_Problem to work on_
Could you repeat the data between the lines holding "Each <instance> block specifies" and "negative clicks: (68, 4)", inclusive, switching "rough mask" to "coarse mask" and leaving everything else unchanged?

_Entries supplied_
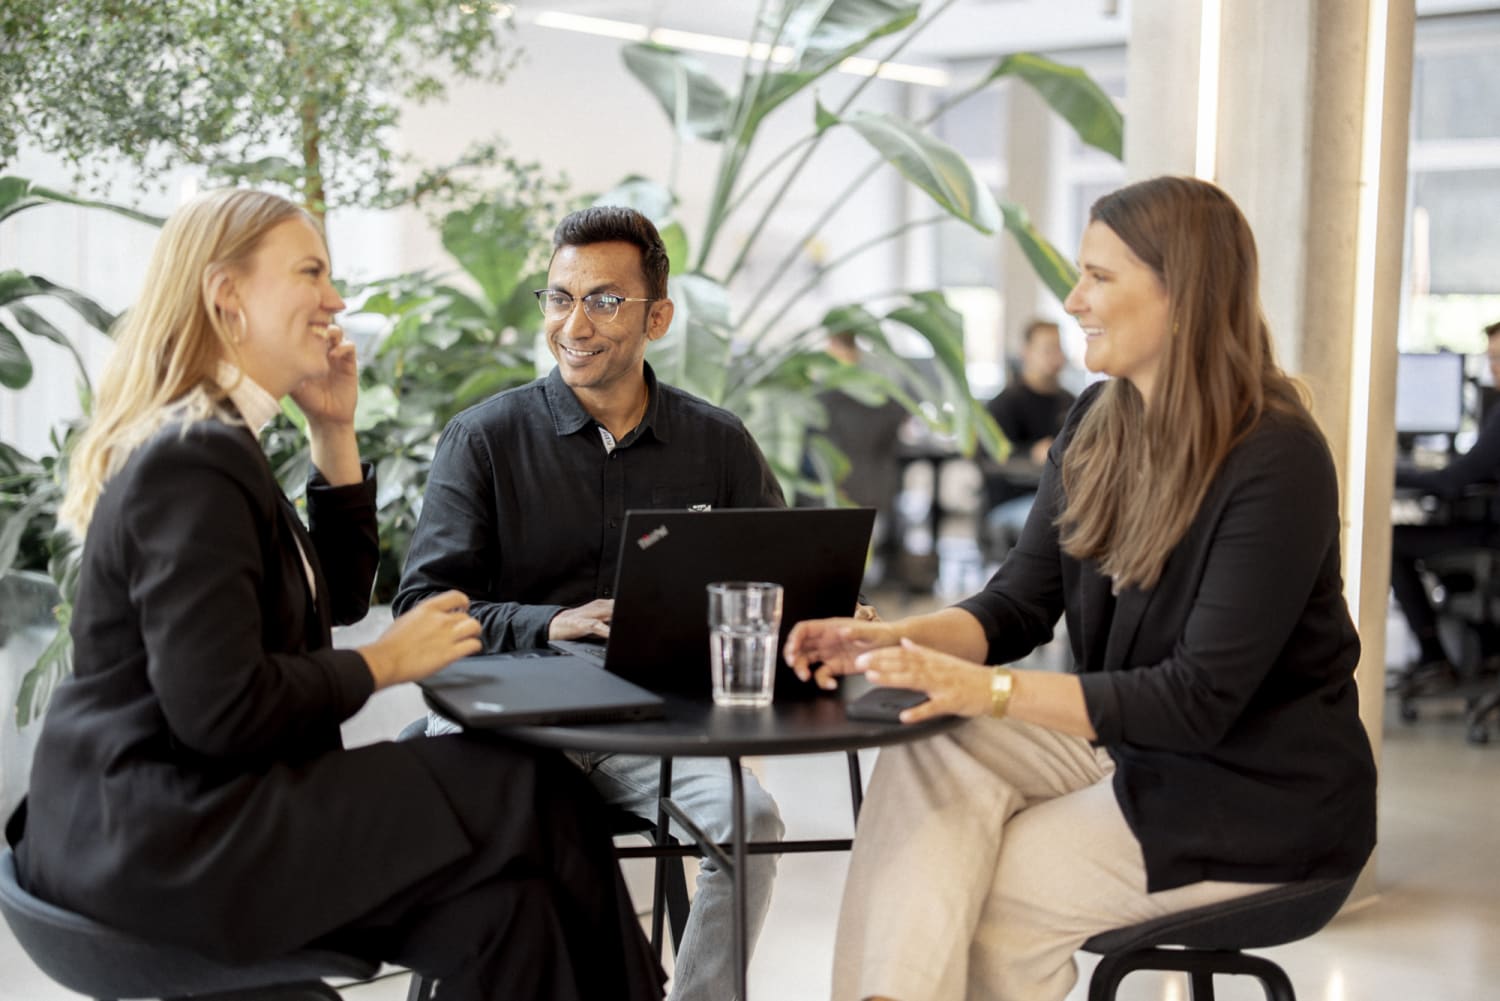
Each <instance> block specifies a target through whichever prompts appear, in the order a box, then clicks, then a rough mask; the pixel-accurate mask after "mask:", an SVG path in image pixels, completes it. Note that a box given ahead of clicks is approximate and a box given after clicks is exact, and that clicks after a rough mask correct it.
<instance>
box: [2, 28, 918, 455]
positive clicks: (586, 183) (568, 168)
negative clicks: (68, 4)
==
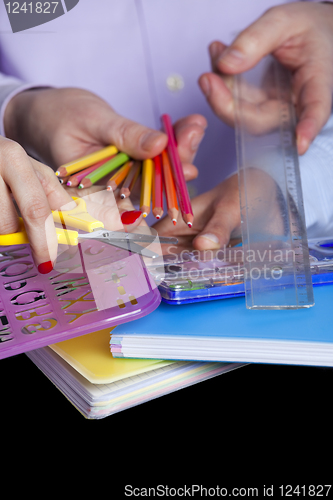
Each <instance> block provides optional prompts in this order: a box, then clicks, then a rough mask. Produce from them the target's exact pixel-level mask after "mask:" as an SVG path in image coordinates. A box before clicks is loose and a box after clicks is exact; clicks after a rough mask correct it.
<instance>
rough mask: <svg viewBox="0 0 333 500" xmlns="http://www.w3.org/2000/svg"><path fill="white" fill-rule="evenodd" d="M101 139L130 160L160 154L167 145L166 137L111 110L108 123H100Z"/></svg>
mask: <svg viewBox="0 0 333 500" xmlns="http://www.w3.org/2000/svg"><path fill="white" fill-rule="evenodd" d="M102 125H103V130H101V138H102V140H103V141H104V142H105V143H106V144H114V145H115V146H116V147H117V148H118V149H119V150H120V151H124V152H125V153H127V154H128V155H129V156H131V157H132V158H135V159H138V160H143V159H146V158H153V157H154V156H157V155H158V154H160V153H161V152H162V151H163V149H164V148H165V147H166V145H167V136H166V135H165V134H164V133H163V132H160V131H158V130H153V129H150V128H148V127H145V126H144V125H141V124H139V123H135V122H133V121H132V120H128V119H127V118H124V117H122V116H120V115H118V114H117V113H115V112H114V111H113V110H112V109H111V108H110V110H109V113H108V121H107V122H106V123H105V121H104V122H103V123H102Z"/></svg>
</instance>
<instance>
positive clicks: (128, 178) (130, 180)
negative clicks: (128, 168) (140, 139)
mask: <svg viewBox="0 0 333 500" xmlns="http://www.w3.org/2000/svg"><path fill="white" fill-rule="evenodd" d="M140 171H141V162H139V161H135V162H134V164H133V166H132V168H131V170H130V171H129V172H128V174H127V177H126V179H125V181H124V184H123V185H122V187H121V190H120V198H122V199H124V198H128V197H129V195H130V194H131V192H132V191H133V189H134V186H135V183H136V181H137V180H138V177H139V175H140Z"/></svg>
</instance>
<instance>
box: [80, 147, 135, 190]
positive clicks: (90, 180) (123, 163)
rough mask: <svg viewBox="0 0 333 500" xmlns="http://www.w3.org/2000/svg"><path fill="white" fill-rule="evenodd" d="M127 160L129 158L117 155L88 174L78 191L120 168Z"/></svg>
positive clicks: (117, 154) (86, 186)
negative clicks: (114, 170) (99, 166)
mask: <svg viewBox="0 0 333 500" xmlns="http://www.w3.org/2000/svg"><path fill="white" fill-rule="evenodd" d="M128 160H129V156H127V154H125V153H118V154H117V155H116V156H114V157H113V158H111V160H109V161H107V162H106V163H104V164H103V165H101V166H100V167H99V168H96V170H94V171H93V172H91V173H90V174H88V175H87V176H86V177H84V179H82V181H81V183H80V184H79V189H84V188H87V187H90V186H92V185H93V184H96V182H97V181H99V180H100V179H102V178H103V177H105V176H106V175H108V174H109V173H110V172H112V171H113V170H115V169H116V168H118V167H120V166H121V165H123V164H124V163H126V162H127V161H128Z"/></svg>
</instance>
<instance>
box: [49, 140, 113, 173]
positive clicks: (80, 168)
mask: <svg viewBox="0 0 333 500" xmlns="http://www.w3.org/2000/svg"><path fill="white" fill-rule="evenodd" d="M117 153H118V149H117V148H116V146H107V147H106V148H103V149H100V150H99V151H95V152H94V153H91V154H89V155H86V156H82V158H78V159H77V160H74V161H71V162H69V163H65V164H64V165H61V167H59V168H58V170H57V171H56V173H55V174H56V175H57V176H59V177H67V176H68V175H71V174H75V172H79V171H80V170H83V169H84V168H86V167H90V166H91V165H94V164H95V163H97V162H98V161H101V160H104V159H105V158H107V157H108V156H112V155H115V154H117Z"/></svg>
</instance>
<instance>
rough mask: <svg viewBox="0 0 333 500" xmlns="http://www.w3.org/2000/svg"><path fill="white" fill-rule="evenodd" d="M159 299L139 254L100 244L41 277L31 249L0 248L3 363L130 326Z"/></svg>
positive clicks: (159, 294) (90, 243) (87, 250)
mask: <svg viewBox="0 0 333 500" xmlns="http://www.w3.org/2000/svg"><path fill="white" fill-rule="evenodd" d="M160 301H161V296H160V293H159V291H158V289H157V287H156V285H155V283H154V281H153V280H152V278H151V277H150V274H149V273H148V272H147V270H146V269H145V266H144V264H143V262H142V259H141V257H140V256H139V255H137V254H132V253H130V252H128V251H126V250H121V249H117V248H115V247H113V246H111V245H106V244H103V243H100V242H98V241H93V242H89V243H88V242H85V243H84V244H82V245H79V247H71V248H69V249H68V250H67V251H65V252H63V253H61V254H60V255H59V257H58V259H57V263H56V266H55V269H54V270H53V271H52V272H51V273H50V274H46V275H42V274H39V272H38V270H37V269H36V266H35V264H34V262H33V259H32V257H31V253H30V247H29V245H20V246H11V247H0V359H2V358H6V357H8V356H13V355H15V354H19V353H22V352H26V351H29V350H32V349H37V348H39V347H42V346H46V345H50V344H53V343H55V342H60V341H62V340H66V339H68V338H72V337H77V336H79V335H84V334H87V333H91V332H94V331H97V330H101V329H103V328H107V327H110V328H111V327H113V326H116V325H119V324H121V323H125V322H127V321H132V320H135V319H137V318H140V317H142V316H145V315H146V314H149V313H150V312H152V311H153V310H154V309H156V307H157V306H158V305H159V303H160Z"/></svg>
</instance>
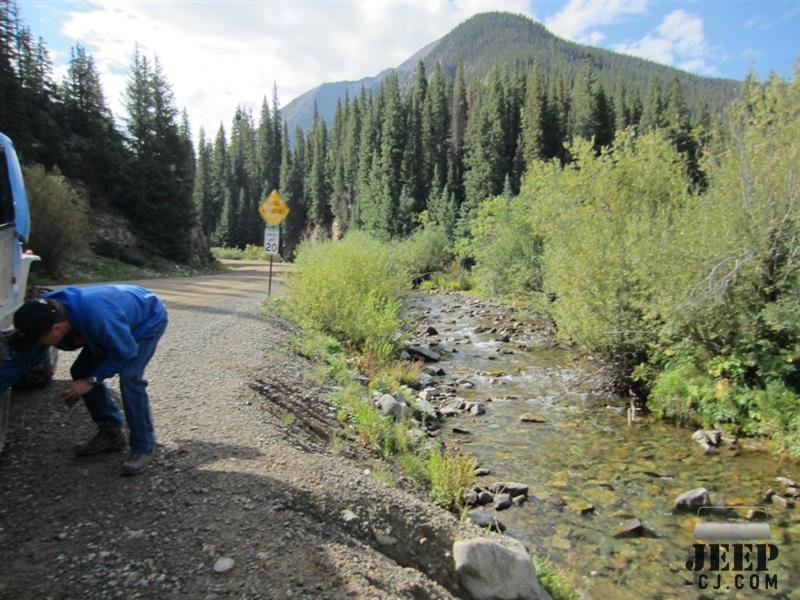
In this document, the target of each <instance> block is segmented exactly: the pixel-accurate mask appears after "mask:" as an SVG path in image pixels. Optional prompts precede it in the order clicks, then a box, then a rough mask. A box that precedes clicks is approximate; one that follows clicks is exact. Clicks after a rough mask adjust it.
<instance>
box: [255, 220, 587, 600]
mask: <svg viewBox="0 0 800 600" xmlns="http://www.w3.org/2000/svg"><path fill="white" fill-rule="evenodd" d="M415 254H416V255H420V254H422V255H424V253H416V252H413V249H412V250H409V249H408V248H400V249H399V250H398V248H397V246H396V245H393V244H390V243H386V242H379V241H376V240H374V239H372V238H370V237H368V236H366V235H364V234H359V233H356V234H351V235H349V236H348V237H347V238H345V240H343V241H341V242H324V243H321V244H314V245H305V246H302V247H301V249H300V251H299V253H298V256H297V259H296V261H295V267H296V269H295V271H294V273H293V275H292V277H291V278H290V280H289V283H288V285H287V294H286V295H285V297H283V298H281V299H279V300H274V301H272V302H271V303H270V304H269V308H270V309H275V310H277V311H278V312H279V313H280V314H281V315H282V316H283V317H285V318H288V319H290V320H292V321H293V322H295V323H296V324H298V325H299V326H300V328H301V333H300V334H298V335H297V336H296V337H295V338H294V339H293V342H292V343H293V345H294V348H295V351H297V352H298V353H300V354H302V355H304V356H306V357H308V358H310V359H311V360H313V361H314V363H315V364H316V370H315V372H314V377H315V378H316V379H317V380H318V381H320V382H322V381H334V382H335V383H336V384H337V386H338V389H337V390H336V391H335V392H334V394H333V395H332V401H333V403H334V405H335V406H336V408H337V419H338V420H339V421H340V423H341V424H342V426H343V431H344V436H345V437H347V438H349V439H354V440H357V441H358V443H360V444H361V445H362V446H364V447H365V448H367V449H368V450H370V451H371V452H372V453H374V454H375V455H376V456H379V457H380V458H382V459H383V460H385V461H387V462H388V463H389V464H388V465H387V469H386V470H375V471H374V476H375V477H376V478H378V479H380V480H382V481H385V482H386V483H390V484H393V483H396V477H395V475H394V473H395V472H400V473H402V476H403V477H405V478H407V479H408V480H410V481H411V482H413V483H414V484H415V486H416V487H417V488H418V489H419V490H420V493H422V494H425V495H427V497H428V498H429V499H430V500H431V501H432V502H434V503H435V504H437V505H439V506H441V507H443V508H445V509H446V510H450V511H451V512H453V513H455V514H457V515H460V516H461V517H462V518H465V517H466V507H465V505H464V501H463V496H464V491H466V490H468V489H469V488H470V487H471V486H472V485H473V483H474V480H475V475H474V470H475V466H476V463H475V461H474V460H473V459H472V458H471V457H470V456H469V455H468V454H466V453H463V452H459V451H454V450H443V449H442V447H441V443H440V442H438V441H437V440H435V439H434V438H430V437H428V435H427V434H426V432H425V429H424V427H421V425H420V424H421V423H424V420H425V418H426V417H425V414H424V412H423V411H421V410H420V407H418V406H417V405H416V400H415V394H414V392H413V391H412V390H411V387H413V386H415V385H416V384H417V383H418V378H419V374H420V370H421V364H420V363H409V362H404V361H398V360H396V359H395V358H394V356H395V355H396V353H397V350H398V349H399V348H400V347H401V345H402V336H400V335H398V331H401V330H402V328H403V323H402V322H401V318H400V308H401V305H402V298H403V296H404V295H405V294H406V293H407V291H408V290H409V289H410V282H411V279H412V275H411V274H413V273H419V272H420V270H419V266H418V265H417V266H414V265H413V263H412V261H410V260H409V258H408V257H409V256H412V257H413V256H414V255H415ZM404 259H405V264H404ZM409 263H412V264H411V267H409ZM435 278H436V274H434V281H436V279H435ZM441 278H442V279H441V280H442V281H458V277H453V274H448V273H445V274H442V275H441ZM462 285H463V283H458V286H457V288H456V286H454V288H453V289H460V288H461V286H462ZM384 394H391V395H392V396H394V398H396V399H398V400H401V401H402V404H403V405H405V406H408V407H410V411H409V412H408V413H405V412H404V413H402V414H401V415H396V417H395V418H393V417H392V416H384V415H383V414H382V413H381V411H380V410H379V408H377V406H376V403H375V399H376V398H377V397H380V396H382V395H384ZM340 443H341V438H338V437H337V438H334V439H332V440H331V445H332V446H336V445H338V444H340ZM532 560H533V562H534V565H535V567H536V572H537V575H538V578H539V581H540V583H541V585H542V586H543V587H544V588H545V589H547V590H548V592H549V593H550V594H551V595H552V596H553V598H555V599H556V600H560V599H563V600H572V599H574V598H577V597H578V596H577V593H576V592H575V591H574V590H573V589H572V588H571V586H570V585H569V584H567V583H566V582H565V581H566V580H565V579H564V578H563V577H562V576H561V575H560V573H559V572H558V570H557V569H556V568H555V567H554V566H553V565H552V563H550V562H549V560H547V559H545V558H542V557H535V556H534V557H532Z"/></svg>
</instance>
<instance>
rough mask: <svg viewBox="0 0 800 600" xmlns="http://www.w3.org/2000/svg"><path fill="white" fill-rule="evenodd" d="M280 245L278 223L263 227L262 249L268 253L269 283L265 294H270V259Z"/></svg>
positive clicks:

_Solved problem_
Each <instance> block specifies a target through whichever prompts appear, in the order a box, then clicks, then a coarse mask; the pixel-accurate mask after "mask:", an SVG path in image pixels, completes it. Note that a box given ahead of clicks is approximate and a box given after clicks is exact, and that clicks after a coarse mask correct it.
<instance>
box: [2, 28, 918, 455]
positive clicks: (586, 183) (568, 168)
negative clicks: (68, 4)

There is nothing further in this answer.